◆ **What this task involves**
Each line of the material must be repeated precisely, with the pictures left out.

Dataset rows on where objects appear

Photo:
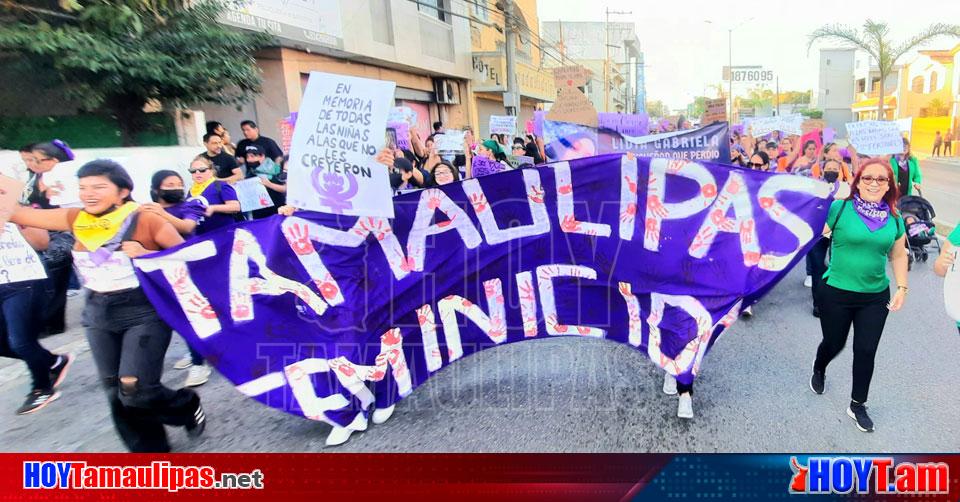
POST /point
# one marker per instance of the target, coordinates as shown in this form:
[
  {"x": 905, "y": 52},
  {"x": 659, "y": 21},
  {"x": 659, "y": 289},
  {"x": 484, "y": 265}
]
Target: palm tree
[{"x": 875, "y": 41}]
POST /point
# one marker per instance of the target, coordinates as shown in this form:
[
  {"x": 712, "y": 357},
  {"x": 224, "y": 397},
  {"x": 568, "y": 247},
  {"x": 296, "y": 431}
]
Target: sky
[{"x": 684, "y": 54}]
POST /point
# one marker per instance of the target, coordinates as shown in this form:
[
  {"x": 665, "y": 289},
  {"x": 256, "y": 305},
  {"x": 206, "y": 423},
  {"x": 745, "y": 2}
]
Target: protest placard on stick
[
  {"x": 876, "y": 137},
  {"x": 503, "y": 124},
  {"x": 340, "y": 129},
  {"x": 252, "y": 195},
  {"x": 18, "y": 261}
]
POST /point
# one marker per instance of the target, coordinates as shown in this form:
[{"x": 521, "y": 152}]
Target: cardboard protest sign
[
  {"x": 503, "y": 124},
  {"x": 401, "y": 134},
  {"x": 10, "y": 190},
  {"x": 630, "y": 124},
  {"x": 18, "y": 261},
  {"x": 252, "y": 194},
  {"x": 449, "y": 141},
  {"x": 572, "y": 104},
  {"x": 716, "y": 111},
  {"x": 340, "y": 129},
  {"x": 875, "y": 137}
]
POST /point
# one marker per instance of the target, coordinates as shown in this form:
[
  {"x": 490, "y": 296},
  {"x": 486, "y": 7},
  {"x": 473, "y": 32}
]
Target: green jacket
[{"x": 914, "y": 172}]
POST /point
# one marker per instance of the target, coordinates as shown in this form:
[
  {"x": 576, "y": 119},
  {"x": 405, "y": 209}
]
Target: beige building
[
  {"x": 489, "y": 66},
  {"x": 424, "y": 48}
]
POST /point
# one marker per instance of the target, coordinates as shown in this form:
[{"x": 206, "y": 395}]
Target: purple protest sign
[
  {"x": 324, "y": 315},
  {"x": 483, "y": 166},
  {"x": 402, "y": 130}
]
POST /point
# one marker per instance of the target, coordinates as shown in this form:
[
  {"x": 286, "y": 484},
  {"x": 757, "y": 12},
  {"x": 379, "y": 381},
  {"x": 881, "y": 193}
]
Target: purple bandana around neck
[{"x": 873, "y": 214}]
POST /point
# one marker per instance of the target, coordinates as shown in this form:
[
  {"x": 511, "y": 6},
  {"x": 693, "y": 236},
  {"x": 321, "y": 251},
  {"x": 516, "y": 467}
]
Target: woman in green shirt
[
  {"x": 865, "y": 231},
  {"x": 906, "y": 170}
]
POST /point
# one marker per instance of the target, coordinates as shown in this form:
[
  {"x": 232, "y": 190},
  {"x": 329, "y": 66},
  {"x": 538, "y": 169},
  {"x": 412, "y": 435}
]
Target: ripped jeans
[{"x": 128, "y": 341}]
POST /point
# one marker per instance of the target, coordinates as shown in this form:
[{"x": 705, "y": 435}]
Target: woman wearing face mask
[
  {"x": 907, "y": 170},
  {"x": 169, "y": 196},
  {"x": 865, "y": 232},
  {"x": 170, "y": 202},
  {"x": 444, "y": 173},
  {"x": 831, "y": 153},
  {"x": 127, "y": 338},
  {"x": 817, "y": 257},
  {"x": 219, "y": 199}
]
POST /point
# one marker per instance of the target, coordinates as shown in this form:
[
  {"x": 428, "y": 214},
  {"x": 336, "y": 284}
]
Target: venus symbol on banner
[{"x": 340, "y": 129}]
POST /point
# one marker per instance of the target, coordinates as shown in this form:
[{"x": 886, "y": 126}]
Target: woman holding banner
[
  {"x": 865, "y": 231},
  {"x": 221, "y": 205},
  {"x": 127, "y": 338}
]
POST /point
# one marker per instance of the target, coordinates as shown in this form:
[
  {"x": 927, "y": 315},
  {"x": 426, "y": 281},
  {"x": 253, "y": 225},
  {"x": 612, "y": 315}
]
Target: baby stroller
[{"x": 918, "y": 215}]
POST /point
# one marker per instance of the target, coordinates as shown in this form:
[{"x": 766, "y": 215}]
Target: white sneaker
[
  {"x": 669, "y": 384},
  {"x": 381, "y": 415},
  {"x": 198, "y": 375},
  {"x": 184, "y": 362},
  {"x": 685, "y": 406},
  {"x": 338, "y": 436}
]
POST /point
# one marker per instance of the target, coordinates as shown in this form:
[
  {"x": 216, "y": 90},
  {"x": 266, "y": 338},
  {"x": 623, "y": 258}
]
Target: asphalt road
[{"x": 582, "y": 395}]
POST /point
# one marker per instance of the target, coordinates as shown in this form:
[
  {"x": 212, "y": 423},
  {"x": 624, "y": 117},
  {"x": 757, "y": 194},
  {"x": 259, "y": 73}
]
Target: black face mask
[{"x": 172, "y": 196}]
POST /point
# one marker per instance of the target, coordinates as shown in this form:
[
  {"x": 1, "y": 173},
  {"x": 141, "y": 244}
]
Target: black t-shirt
[
  {"x": 223, "y": 162},
  {"x": 268, "y": 146}
]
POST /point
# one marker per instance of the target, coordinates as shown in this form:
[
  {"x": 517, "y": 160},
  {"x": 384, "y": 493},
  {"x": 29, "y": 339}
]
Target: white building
[{"x": 835, "y": 91}]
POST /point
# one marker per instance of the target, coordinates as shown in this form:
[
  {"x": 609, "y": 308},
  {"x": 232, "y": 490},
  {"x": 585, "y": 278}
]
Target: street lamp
[{"x": 730, "y": 61}]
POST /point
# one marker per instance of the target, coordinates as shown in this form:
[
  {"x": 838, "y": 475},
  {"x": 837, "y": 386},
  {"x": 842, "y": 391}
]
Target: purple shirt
[
  {"x": 217, "y": 193},
  {"x": 191, "y": 210}
]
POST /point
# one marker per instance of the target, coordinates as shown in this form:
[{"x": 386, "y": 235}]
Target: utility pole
[
  {"x": 606, "y": 60},
  {"x": 730, "y": 82},
  {"x": 511, "y": 98}
]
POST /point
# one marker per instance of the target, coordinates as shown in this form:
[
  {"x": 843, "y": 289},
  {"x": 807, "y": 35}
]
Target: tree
[
  {"x": 876, "y": 42},
  {"x": 119, "y": 55}
]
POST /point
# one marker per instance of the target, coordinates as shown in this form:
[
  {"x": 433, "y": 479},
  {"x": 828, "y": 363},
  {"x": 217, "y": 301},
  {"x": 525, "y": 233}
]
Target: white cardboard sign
[{"x": 340, "y": 129}]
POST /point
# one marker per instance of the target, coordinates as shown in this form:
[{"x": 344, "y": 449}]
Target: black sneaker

◆ **Answer to this problem**
Photo:
POST /point
# one marker per instance of the target, coordinates as shown in this form:
[
  {"x": 905, "y": 52},
  {"x": 659, "y": 21},
  {"x": 659, "y": 289},
  {"x": 484, "y": 265}
]
Target: palm tree
[{"x": 875, "y": 41}]
POST /point
# one marker per instance of the target, coordinates as shown in this form:
[
  {"x": 712, "y": 357},
  {"x": 224, "y": 397},
  {"x": 568, "y": 247},
  {"x": 296, "y": 431}
]
Target: sky
[{"x": 684, "y": 54}]
POST /point
# one marker per instance of the target, coordinates as shown in this form:
[
  {"x": 665, "y": 289},
  {"x": 256, "y": 305},
  {"x": 206, "y": 423},
  {"x": 745, "y": 2}
]
Target: protest placard on stick
[
  {"x": 876, "y": 137},
  {"x": 503, "y": 124},
  {"x": 340, "y": 129},
  {"x": 252, "y": 195},
  {"x": 18, "y": 261}
]
POST /point
# one marker per instance of the target, coordinates as shown in this form:
[{"x": 521, "y": 152}]
Target: cardboard protest sign
[
  {"x": 503, "y": 124},
  {"x": 401, "y": 134},
  {"x": 10, "y": 190},
  {"x": 630, "y": 124},
  {"x": 18, "y": 261},
  {"x": 252, "y": 194},
  {"x": 449, "y": 141},
  {"x": 572, "y": 104},
  {"x": 716, "y": 111},
  {"x": 340, "y": 129},
  {"x": 875, "y": 137}
]
POST /point
# one marker per instance of the target, coordinates as shown in this form:
[
  {"x": 490, "y": 296},
  {"x": 486, "y": 7},
  {"x": 473, "y": 32}
]
Target: green jacket
[{"x": 914, "y": 172}]
POST /point
# one marker per instance of the target, coordinates as shown in this form:
[
  {"x": 576, "y": 119},
  {"x": 405, "y": 209}
]
Target: beige building
[
  {"x": 489, "y": 66},
  {"x": 424, "y": 48}
]
POST /point
# one marker per instance of the target, coordinates as shown in this form:
[{"x": 206, "y": 395}]
Target: purple protest sign
[
  {"x": 324, "y": 315},
  {"x": 483, "y": 166},
  {"x": 402, "y": 130}
]
POST /point
# one marker per instance of the target, coordinates as shown in this form:
[
  {"x": 286, "y": 484},
  {"x": 757, "y": 12},
  {"x": 379, "y": 381},
  {"x": 881, "y": 193}
]
Target: purple bandana around neck
[{"x": 873, "y": 214}]
POST /point
# one marker per instance of the target, coordinates as shown in this form:
[
  {"x": 511, "y": 6},
  {"x": 693, "y": 236},
  {"x": 321, "y": 251},
  {"x": 516, "y": 467}
]
Target: woman in green shirt
[
  {"x": 865, "y": 231},
  {"x": 906, "y": 170}
]
POST /point
# one marker per instance of the target, coordinates as shown in this form:
[
  {"x": 232, "y": 190},
  {"x": 329, "y": 66},
  {"x": 538, "y": 169},
  {"x": 412, "y": 435}
]
Target: ripped jeans
[{"x": 128, "y": 341}]
POST /point
# one marker per instance of the target, coordinates as shown in this form:
[{"x": 705, "y": 435}]
Target: woman wearing face mask
[
  {"x": 907, "y": 170},
  {"x": 169, "y": 196},
  {"x": 865, "y": 232},
  {"x": 170, "y": 202},
  {"x": 444, "y": 173},
  {"x": 831, "y": 153},
  {"x": 127, "y": 338},
  {"x": 817, "y": 257},
  {"x": 219, "y": 199}
]
POST /point
# one marker per instance of the target, coordinates as shown in this form:
[
  {"x": 428, "y": 214},
  {"x": 336, "y": 284}
]
Target: venus symbol on banner
[{"x": 340, "y": 129}]
POST /point
# one marker per instance of the target, coordinates as shown in this form:
[{"x": 886, "y": 126}]
Target: woman holding banner
[
  {"x": 865, "y": 231},
  {"x": 221, "y": 205},
  {"x": 127, "y": 338}
]
POST /point
# one marker per instance of the target, coordinates as shown in this form:
[
  {"x": 927, "y": 315},
  {"x": 426, "y": 281},
  {"x": 253, "y": 225},
  {"x": 612, "y": 315}
]
Target: baby stroller
[{"x": 918, "y": 215}]
POST /point
# one marker per instance of the target, coordinates as shown in this form:
[{"x": 766, "y": 215}]
Target: white sneaker
[
  {"x": 669, "y": 384},
  {"x": 381, "y": 415},
  {"x": 198, "y": 375},
  {"x": 184, "y": 362},
  {"x": 685, "y": 406},
  {"x": 338, "y": 436}
]
POST /point
# one marker per instance of the target, coordinates as shown in this form:
[
  {"x": 216, "y": 90},
  {"x": 266, "y": 338},
  {"x": 623, "y": 258}
]
Target: asphalt road
[{"x": 582, "y": 395}]
POST /point
# one marker per instance of the target, coordinates as shown in this form:
[
  {"x": 212, "y": 423},
  {"x": 624, "y": 117},
  {"x": 757, "y": 194},
  {"x": 259, "y": 73}
]
Target: black face mask
[{"x": 172, "y": 196}]
POST /point
# one marker per instance of the target, coordinates as shown in this form:
[
  {"x": 1, "y": 173},
  {"x": 141, "y": 244}
]
Target: black t-shirt
[
  {"x": 223, "y": 162},
  {"x": 268, "y": 146}
]
POST /point
# one marker per instance of the target, coordinates as shown in this form:
[
  {"x": 517, "y": 160},
  {"x": 384, "y": 493},
  {"x": 29, "y": 339}
]
Target: white building
[{"x": 835, "y": 91}]
POST /point
# one marker per instance of the target, coordinates as shown in this form:
[
  {"x": 609, "y": 308},
  {"x": 232, "y": 490},
  {"x": 585, "y": 278}
]
Target: street lamp
[{"x": 730, "y": 61}]
POST /point
# one marker per instance of the target, coordinates as shown in this form:
[
  {"x": 838, "y": 475},
  {"x": 837, "y": 386},
  {"x": 842, "y": 391}
]
Target: purple shirt
[
  {"x": 217, "y": 193},
  {"x": 191, "y": 210}
]
POST /point
# one marker per instance of the target, coordinates as shown in this form:
[{"x": 386, "y": 235}]
Target: utility pole
[
  {"x": 606, "y": 60},
  {"x": 730, "y": 82},
  {"x": 511, "y": 98}
]
POST /point
# one marker per instance of the target, coordinates as shown in this form:
[
  {"x": 843, "y": 289},
  {"x": 807, "y": 35}
]
Target: tree
[
  {"x": 876, "y": 42},
  {"x": 119, "y": 55}
]
POST /point
# one marker per instance of the target, coordinates as shown in this form:
[
  {"x": 433, "y": 479},
  {"x": 828, "y": 363},
  {"x": 217, "y": 301},
  {"x": 525, "y": 233}
]
Target: white cardboard sign
[{"x": 340, "y": 129}]
POST /point
# one marker per instance of the target, coordinates as shown in this form:
[{"x": 344, "y": 449}]
Target: black sneaker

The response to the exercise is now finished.